START Data shown

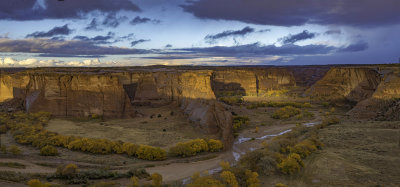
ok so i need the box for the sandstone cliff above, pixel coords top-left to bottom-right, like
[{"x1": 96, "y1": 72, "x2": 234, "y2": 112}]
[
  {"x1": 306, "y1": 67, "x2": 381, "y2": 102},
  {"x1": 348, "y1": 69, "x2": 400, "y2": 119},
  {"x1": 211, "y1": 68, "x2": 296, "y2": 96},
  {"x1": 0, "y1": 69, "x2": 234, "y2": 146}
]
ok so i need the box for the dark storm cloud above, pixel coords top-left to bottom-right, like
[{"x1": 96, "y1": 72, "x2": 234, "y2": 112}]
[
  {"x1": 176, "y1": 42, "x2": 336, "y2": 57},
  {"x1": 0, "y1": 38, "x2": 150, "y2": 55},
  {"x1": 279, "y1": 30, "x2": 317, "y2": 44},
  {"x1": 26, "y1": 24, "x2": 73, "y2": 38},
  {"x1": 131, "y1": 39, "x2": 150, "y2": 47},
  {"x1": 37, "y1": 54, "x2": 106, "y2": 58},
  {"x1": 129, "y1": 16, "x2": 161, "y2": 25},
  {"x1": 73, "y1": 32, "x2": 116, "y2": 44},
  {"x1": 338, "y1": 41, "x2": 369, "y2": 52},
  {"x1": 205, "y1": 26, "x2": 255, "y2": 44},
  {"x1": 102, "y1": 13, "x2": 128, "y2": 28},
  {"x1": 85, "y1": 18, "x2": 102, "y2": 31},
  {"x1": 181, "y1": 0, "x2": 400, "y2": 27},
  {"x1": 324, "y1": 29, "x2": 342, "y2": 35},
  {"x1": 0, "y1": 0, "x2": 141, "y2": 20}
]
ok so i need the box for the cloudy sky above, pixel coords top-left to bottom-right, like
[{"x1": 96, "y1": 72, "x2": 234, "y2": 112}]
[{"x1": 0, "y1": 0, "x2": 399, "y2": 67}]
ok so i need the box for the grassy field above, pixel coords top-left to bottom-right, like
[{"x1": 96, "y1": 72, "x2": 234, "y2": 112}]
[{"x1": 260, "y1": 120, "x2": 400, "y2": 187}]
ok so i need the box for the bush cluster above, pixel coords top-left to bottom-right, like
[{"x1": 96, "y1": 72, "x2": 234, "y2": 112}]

END Data shown
START Data shown

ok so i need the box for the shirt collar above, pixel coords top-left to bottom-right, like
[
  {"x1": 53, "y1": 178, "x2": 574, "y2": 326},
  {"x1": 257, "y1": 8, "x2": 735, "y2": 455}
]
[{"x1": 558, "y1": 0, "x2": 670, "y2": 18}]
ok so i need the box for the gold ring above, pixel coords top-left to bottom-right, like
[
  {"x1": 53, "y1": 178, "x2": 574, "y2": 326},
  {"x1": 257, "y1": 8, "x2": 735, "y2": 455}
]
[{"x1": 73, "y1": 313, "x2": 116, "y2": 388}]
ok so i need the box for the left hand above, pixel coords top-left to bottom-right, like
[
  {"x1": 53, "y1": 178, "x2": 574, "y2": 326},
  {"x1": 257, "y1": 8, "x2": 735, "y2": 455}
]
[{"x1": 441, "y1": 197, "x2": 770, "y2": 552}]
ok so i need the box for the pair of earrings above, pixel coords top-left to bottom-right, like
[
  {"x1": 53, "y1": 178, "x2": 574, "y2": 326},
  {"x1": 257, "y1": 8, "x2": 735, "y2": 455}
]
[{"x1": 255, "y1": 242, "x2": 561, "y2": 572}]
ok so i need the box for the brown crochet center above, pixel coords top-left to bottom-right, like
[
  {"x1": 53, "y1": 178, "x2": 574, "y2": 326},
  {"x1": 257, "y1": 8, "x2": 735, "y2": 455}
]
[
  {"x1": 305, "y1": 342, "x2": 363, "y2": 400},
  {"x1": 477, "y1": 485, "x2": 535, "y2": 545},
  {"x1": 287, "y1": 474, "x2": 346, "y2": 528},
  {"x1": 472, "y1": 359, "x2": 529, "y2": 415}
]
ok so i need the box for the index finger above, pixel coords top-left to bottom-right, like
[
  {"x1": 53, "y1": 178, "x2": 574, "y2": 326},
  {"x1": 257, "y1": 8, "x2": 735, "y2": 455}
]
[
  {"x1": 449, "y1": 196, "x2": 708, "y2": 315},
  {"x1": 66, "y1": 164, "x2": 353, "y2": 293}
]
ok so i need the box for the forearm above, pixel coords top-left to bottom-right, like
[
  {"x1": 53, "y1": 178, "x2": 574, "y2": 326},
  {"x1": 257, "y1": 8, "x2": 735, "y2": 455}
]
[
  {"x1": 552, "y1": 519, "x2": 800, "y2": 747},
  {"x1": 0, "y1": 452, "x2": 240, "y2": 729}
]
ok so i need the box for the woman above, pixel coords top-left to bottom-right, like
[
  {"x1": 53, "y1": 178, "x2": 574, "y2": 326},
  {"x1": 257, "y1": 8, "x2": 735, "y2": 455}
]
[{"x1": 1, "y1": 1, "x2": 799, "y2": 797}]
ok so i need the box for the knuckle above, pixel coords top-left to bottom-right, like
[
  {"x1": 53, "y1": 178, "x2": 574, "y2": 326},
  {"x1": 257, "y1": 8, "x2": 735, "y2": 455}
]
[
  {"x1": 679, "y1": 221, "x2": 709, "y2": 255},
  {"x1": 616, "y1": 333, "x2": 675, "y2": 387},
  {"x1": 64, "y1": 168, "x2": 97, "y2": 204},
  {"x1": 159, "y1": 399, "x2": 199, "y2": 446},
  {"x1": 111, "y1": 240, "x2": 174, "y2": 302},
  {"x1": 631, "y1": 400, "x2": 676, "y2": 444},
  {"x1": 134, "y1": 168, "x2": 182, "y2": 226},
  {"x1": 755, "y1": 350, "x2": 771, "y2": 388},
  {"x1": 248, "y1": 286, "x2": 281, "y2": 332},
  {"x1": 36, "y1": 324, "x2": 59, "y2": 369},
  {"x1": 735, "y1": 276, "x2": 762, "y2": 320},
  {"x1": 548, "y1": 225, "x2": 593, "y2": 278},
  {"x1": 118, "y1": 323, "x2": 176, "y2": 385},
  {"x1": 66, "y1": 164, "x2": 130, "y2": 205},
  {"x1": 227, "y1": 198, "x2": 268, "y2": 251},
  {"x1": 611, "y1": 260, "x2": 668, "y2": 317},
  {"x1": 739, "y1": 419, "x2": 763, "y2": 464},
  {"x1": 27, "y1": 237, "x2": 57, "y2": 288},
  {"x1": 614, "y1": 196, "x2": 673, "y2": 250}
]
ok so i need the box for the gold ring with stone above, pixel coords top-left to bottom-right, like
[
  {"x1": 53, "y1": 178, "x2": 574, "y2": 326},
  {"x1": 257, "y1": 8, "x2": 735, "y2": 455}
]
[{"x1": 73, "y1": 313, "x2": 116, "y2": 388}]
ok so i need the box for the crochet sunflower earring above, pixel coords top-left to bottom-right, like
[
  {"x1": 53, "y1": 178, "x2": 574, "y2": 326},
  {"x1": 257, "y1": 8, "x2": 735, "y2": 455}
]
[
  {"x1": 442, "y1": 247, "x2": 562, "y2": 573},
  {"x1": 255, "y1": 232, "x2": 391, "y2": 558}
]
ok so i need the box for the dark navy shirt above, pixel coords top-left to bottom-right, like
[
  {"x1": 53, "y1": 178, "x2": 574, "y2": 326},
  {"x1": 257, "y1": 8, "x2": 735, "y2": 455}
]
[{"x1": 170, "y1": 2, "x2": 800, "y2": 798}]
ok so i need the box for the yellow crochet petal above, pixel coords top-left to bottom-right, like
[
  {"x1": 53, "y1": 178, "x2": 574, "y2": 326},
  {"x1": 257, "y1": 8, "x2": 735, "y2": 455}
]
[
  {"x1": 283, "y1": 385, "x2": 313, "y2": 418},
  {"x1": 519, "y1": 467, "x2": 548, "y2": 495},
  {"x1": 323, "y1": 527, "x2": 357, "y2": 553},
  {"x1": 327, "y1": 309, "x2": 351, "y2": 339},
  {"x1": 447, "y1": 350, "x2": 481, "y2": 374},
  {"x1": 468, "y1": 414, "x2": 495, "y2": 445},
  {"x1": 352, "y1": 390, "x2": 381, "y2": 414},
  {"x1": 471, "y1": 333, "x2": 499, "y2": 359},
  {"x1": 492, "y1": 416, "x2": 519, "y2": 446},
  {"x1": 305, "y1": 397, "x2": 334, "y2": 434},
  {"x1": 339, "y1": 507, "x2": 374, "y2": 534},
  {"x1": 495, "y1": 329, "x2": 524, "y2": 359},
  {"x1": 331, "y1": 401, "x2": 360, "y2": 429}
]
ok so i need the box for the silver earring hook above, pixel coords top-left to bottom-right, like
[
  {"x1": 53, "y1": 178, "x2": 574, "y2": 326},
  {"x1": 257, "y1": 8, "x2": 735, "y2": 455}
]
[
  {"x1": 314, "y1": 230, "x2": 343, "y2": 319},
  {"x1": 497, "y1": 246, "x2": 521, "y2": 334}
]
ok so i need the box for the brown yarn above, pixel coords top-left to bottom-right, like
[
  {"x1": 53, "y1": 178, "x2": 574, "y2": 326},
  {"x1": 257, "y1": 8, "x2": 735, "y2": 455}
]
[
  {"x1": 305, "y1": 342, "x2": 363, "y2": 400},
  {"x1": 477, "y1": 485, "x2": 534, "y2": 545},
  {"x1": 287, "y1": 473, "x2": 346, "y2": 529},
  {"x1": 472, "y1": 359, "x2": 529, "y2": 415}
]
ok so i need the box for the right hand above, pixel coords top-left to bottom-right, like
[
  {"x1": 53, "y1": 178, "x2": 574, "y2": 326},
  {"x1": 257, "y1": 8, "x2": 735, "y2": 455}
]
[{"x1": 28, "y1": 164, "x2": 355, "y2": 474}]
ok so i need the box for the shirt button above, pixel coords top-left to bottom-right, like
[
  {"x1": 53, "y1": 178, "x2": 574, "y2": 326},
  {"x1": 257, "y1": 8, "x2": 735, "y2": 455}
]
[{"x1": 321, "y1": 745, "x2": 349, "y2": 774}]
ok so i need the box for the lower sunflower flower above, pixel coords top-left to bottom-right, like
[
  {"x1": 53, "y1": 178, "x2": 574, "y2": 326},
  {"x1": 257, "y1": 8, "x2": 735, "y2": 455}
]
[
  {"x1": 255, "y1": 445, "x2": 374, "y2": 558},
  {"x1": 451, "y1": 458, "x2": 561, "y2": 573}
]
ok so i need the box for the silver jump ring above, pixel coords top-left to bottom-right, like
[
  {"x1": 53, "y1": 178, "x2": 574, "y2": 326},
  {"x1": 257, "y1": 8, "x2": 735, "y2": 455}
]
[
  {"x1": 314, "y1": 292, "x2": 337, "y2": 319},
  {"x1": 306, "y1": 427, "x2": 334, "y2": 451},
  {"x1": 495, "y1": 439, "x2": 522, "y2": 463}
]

END Data shown

- _What the task requires_
Considering only the data above, return the lines in which "crochet" occurs.

- _Result of the exercise_
ok so i need the box for the brown crochet center above, pixel coords top-left to bottom-right, like
ok so i need the box for the crochet sunflower earring above, pixel coords top-left to bottom-right, like
ok so i need the box for the yellow crochet petal above, pixel coords top-left to bottom-right, like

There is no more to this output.